PROBLEM DETAILS » An exact copy of each record is required.
(LISTED RECORDS Opens)
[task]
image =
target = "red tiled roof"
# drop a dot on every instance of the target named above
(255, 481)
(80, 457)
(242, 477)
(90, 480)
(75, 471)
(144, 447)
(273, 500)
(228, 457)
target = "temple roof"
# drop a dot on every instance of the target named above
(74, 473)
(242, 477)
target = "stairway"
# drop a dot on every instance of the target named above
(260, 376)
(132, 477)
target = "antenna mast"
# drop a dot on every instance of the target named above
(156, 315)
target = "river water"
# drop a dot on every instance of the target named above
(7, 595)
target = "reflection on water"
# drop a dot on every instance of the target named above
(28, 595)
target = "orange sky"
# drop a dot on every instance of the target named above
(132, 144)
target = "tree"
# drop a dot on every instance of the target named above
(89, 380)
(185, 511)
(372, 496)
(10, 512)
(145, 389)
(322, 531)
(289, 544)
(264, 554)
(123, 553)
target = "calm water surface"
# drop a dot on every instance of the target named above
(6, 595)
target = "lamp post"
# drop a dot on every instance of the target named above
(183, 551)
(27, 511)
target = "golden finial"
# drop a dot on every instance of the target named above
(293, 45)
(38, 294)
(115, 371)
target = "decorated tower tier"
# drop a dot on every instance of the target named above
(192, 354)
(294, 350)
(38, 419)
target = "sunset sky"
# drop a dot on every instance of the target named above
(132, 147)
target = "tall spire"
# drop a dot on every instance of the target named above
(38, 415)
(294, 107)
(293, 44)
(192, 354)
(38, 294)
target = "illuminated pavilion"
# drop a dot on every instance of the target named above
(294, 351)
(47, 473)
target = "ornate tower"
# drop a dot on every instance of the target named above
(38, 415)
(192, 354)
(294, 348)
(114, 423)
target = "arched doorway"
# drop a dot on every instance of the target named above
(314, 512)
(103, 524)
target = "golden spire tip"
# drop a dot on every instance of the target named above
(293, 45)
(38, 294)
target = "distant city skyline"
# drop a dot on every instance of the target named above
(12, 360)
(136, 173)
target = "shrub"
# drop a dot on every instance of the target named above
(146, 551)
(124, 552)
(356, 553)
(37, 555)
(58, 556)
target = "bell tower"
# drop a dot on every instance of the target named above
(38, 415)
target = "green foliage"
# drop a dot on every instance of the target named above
(LISTED RECORDS Closes)
RESPONSE »
[task]
image =
target = "red tiled roof"
# drop a dot on every instance of the target named above
(255, 481)
(80, 457)
(242, 477)
(90, 480)
(75, 471)
(144, 447)
(273, 500)
(228, 457)
target = "temple roof"
# drop a dot on every instance of the target named above
(74, 473)
(242, 477)
target = "stairway"
# drop a dot on every instance of the target named above
(260, 376)
(132, 477)
target = "antenna mast"
# drop a dot on every instance of the target named above
(156, 315)
target = "river water"
# drop a dot on every instance of the target named above
(7, 595)
target = "reflection on water"
# drop a dot on every instance of the target named above
(28, 595)
target = "orange sky"
# drop a dot on every instance of the target named above
(132, 144)
target = "tree"
# drop a dot on every instance of the target named above
(89, 380)
(185, 511)
(372, 496)
(10, 512)
(145, 389)
(322, 531)
(289, 544)
(264, 554)
(123, 553)
target = "calm water surface"
# drop a dot on every instance of the target named above
(6, 595)
target = "lamp post"
# drop a dot on every instance of the target named above
(183, 551)
(27, 511)
target = "golden finial"
# drop a dot on every instance of the target named above
(293, 45)
(38, 294)
(115, 371)
target = "decorated tower tier"
# drop a dot on every instance of the target named above
(192, 354)
(294, 350)
(38, 419)
target = "sunset sky"
# drop a dot on every instance of the target named above
(132, 147)
target = "tall spire"
# drop a dot on every instance of the target named above
(38, 415)
(294, 107)
(293, 44)
(192, 354)
(38, 294)
target = "illuminated pavilion"
# drop a dot on every instance of the target named above
(294, 351)
(47, 473)
target = "ornate tower"
# drop a dot on every instance of the target named above
(38, 415)
(192, 354)
(294, 348)
(114, 423)
target = "arched doorway"
# drop a dot on every instance of the target named above
(314, 512)
(103, 524)
target = "golden spire tip"
# drop a dot on every instance of the target named above
(293, 45)
(38, 294)
target = "distant city skyline"
# drop a dot on every instance of the target named above
(12, 360)
(136, 173)
target = "shrub"
# drop a dot on every instance of the target named above
(146, 551)
(124, 552)
(356, 553)
(37, 555)
(58, 556)
target = "bell tower"
# drop a dot on every instance of the target named above
(38, 415)
target = "green foliage"
# drop a dot on every instance of the target named above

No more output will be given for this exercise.